[Raw data]
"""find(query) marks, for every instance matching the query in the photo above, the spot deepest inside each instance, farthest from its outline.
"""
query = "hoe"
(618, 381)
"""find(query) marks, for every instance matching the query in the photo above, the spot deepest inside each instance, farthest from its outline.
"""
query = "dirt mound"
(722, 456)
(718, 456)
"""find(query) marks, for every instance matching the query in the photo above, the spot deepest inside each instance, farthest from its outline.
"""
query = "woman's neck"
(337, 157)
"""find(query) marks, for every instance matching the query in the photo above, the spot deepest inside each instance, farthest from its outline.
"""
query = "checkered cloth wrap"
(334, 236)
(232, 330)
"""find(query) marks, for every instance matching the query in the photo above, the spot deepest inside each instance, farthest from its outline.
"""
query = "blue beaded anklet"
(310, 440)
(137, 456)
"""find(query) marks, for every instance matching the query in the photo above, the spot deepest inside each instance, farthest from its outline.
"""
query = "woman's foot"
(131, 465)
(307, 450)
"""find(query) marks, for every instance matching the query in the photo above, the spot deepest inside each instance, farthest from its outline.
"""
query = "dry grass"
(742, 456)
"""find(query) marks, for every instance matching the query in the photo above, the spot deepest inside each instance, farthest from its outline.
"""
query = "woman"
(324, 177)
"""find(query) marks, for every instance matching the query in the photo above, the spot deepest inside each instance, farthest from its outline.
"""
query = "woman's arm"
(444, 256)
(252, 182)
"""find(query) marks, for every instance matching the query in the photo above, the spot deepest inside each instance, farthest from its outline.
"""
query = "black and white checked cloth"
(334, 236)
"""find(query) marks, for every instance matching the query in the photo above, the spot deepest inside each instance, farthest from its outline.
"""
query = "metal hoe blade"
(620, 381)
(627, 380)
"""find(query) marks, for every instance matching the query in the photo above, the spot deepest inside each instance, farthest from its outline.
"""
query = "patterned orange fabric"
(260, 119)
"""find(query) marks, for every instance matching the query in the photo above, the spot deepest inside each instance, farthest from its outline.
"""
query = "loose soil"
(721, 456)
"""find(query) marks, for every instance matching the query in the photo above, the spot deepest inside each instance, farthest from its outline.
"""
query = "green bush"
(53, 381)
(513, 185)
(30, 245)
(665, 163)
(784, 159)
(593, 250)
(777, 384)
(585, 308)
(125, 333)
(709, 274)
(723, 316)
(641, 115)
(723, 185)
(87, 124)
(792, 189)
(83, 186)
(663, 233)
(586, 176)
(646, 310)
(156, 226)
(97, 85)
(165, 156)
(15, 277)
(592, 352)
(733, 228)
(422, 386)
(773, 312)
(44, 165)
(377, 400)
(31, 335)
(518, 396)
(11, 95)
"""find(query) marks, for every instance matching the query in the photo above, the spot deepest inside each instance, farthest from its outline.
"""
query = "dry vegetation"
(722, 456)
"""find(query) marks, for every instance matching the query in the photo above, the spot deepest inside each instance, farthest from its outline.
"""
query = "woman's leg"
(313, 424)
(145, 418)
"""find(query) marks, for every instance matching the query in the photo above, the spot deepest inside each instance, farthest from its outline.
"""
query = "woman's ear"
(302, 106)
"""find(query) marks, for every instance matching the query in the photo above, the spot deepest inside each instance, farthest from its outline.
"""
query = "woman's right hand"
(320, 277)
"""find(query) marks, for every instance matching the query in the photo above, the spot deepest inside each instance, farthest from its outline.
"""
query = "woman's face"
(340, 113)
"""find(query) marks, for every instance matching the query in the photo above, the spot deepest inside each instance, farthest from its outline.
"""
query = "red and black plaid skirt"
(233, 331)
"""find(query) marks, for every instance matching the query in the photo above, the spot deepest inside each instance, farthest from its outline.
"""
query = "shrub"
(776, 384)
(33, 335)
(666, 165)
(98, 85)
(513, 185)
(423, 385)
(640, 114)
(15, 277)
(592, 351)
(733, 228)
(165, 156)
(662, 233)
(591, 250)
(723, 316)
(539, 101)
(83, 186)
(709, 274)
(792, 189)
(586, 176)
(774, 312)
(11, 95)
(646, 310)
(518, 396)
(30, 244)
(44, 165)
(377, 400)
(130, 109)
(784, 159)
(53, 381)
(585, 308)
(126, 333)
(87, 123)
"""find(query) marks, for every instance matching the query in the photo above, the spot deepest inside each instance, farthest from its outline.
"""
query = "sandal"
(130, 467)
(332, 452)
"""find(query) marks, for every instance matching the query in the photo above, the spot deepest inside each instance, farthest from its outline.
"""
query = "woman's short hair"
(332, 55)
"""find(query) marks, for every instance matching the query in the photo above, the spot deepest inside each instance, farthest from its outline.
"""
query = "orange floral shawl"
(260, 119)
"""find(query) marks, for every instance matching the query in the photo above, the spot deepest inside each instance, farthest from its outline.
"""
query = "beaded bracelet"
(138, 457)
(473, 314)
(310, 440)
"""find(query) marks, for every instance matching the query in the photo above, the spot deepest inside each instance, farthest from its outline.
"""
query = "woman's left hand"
[/Raw data]
**Exercise description:**
I need each of the entries above printed again exactly.

**Result for this task:**
"""find(query) marks, for every instance matching the query in the photo above, the spot deepest inside each instance, farthest from its outline.
"""
query = "hoe"
(618, 381)
"""find(query) marks, for every instance matching the query in the photo above, the spot deepest inside each instance, farthest from its outline.
"""
query = "dirt mound"
(722, 456)
(718, 456)
"""find(query) marks, for every instance matching the query in the photo above, the spot deepest inside each instance, farthest from its outline.
"""
query = "woman's neck"
(337, 157)
"""find(query) marks, for every instance matching the query in the photo above, the spot deepest inside each instance, farthest from its outline.
"""
query = "checkered cloth wrap"
(334, 236)
(232, 330)
"""find(query) marks, for every instance matching the query in the photo above, the spot deepest inside each instance, farthest from its outline.
"""
query = "blue beaded anklet"
(310, 440)
(137, 456)
"""find(query) marks, for every instance matching the query in the photo above, the spot deepest inside each instance, farthest from its outline.
"""
query = "woman's foot"
(131, 465)
(307, 450)
"""find(query) marks, for every instance matching the query in the photo above, the spot deepest inside each instance, farthest from its outline.
"""
query = "dry grass"
(742, 456)
"""find(query) marks, for every instance matching the query in the photo above, the spot deepest inside each instance, farthest from its outline.
"""
query = "woman"
(324, 177)
"""find(query) marks, for every instance matching the query in the photo above, the spot deepest inside each instance, farthest from its outline.
"""
query = "woman's arm"
(444, 256)
(252, 182)
"""find(query) marks, for every instance matching the query in the photo above, the spot deepest inside each instance, farthest from its outline.
"""
query = "black and white checked cloth"
(334, 236)
"""find(query) marks, for every instance matching the query in the photo above, the spot deepest inside each instance, farthest from its outline.
"""
query = "metal hoe blade"
(620, 381)
(627, 380)
"""find(query) marks, for every instance matching the query in the photo above, the spot deepest inside each instance, farthest from its outline.
"""
query = "patterned orange fabric"
(260, 119)
"""find(query) marks, for every instance matching the query in the photo above, the spot deepest inside each instance, farthest from its outline.
"""
query = "loose soil"
(721, 456)
"""find(query) marks, for every instance matching the query in the photo above, the spot deepest inside each instance, farthest from its outline.
"""
query = "green bush"
(53, 381)
(513, 185)
(30, 245)
(665, 163)
(784, 159)
(593, 250)
(777, 384)
(585, 308)
(125, 333)
(709, 274)
(723, 316)
(641, 115)
(723, 185)
(87, 124)
(792, 189)
(83, 186)
(663, 233)
(586, 176)
(646, 310)
(156, 226)
(97, 85)
(165, 156)
(15, 277)
(592, 352)
(733, 228)
(422, 386)
(773, 312)
(44, 165)
(377, 400)
(31, 335)
(518, 396)
(11, 95)
"""find(query) marks, for every instance matching the query in the photo above, the spot deepest inside each instance, farthest from its outline.
"""
query = "dry vegetation"
(722, 456)
"""find(query) marks, for every instance matching the query in the photo above, the spot deepest inside each instance, farthest from its outline.
"""
query = "woman's leg"
(313, 424)
(145, 418)
"""find(query) marks, for every instance matching the query in the photo above, the spot deepest inside each instance, farthest from its outline.
"""
query = "woman's ear"
(302, 106)
"""find(query) marks, for every instance matching the query in the photo above, the spot deepest inside each instance, farthest from its outline.
"""
query = "woman's right hand"
(320, 277)
"""find(query) marks, for every instance matching the query in the photo above, the spot deepest inside each instance, farthest from its outline.
"""
query = "woman's face"
(340, 113)
"""find(query) marks, for every instance matching the query in the photo above, the spot deepest inside each instance, farthest from its outline.
"""
query = "red and black plaid skirt"
(233, 331)
"""find(query) marks, for every instance matching the query in the photo above, the spot deepest inside each instance, farthest from its outline.
"""
query = "shrub"
(776, 384)
(33, 335)
(666, 165)
(98, 85)
(513, 185)
(423, 385)
(640, 114)
(15, 277)
(592, 351)
(733, 228)
(165, 156)
(662, 233)
(591, 250)
(723, 316)
(539, 101)
(83, 186)
(709, 274)
(792, 189)
(586, 176)
(774, 312)
(11, 95)
(646, 310)
(518, 396)
(30, 244)
(44, 165)
(377, 400)
(130, 109)
(784, 159)
(53, 381)
(585, 308)
(126, 333)
(87, 123)
"""find(query) marks, for every instance matching the query in the photo above, the spot deepest inside each instance, farthest from its outline.
"""
query = "sandal"
(130, 467)
(332, 452)
"""find(query) marks, for every instance matching the query in the photo above, the spot deepest inside each instance, farthest from its outline.
"""
query = "woman's short hair"
(332, 55)
"""find(query) marks, for every instance matching the query in the photo above, the spot deepest inside each instance, farthest from its outline.
"""
query = "orange floral shawl"
(260, 119)
"""find(query) marks, for every instance matching the query in the photo above, the spot deepest inside each instance, farthest from its outline.
"""
query = "beaded bracelet"
(138, 457)
(473, 314)
(310, 440)
"""find(query) marks, for every instance matching the query in the photo above, the spot deepest inside each instance, farthest from its outline.
"""
query = "woman's left hand"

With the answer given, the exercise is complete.